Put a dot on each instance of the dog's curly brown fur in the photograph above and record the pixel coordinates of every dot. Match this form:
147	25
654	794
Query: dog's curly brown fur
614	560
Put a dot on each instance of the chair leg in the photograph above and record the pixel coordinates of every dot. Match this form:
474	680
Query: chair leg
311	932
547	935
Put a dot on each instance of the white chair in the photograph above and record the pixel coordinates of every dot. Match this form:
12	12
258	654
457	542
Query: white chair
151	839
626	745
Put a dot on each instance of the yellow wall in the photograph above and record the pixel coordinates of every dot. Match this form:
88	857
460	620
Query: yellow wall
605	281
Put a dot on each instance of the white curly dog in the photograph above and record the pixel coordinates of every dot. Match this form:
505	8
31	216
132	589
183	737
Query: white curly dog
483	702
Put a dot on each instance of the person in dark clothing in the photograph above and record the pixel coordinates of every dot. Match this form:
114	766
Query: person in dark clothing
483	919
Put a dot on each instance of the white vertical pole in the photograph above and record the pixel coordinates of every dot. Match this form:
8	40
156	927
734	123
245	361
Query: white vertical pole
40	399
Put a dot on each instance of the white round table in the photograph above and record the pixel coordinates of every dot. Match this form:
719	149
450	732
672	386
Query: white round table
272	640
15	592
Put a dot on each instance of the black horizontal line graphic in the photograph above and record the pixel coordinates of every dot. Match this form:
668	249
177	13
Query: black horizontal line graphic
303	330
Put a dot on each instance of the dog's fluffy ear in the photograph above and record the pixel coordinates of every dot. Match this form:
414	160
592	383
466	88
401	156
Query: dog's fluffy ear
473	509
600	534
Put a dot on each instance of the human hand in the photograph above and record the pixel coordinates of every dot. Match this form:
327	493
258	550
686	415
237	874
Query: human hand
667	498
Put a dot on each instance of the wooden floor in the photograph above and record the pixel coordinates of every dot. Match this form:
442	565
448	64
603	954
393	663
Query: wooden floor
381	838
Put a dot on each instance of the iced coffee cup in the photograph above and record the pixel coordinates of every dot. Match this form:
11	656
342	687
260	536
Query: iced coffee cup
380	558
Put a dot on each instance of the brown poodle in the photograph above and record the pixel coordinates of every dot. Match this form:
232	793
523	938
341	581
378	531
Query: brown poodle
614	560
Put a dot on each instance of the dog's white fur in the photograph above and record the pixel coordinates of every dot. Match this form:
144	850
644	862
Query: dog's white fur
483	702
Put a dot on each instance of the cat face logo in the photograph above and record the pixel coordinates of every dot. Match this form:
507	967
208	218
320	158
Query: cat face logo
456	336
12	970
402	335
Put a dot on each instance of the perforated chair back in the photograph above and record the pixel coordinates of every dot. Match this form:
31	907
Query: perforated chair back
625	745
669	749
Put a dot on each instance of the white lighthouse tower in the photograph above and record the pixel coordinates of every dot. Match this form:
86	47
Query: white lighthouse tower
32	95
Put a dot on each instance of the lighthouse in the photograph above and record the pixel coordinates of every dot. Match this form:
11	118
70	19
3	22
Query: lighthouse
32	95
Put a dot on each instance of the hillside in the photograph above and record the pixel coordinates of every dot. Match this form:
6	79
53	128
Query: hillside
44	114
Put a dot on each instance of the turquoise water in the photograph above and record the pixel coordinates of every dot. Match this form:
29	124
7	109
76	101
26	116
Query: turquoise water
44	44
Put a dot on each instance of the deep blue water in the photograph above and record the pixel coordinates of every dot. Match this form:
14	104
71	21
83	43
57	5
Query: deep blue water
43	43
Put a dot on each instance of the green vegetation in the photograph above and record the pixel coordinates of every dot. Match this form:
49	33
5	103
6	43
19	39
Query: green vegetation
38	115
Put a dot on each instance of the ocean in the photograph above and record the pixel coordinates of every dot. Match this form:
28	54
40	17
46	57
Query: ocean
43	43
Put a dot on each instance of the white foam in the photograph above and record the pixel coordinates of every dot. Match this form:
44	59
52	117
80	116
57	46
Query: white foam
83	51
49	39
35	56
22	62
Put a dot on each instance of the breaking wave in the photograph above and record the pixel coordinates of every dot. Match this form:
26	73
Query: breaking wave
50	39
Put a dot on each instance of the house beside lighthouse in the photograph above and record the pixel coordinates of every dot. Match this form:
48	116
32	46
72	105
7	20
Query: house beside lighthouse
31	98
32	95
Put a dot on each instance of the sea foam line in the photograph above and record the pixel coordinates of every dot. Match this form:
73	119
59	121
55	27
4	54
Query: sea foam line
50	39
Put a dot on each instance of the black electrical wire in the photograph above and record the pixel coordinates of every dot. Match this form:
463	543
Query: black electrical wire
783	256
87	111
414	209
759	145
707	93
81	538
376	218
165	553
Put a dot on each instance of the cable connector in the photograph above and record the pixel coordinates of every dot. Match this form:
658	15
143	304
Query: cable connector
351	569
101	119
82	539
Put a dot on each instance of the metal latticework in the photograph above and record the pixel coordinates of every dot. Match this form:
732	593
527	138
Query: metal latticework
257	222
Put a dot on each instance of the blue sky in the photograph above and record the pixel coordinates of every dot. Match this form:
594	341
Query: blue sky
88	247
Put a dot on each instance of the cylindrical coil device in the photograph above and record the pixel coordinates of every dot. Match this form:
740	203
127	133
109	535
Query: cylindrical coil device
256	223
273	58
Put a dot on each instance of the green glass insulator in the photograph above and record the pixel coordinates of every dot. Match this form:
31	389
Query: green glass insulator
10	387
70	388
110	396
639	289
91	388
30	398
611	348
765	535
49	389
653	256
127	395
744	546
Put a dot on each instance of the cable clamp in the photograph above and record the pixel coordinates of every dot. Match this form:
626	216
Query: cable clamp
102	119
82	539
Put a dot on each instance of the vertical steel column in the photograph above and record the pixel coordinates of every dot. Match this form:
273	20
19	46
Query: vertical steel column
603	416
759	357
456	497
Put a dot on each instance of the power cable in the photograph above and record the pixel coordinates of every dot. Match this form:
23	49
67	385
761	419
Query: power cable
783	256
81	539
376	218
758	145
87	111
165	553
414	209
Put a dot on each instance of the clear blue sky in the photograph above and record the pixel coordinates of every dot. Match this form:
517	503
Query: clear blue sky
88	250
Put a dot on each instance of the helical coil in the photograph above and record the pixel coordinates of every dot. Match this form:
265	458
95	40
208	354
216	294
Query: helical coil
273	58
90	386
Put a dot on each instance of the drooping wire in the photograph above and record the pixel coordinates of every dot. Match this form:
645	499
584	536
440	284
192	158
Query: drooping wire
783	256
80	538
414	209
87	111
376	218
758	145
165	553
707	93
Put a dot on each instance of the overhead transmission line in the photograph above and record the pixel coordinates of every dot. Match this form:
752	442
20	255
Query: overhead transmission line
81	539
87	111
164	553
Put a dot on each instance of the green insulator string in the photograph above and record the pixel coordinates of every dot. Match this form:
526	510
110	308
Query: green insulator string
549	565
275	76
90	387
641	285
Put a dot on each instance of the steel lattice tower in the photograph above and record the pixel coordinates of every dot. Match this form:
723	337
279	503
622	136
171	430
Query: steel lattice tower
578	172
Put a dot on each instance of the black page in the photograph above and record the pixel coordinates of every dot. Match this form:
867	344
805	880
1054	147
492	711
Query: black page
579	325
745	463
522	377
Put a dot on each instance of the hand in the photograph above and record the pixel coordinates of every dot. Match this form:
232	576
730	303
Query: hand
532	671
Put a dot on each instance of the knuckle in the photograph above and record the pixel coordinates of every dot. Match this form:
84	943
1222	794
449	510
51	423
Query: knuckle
○ ○ ○
Task goal: Copy out the lines from the line containing "Put a dot on each instance of the green insulator" to the end of the listing above, without alteration.

Answer to the task:
Put a dot on each instance of the green insulator string in the photograph above and record the pixel coordinates of every dot. Match this form:
526	510
110	308
Query: green insulator string
549	565
275	76
90	387
641	285
Put a dot on each instance of the steel lattice tower in the photograph above and record the pixel coordinates of every dot. Match this form:
723	337
279	503
622	136
171	430
Query: steel lattice tower
578	172
Put a dot on each instance of the black page in the photograph above and record the pixel coordinates of every dot. Match this form:
867	344
805	880
1054	147
492	711
Query: black page
579	325
745	463
522	377
Put a dot on each instance of the hand in the photograph above and record the pixel coordinates of every dot. Match this form:
232	576
730	303
Query: hand
532	671
Put a dot on each instance of the knuckle in the photograph above and record the pixel coordinates of every dot. Match this form:
84	943
1222	794
449	510
51	423
Query: knuckle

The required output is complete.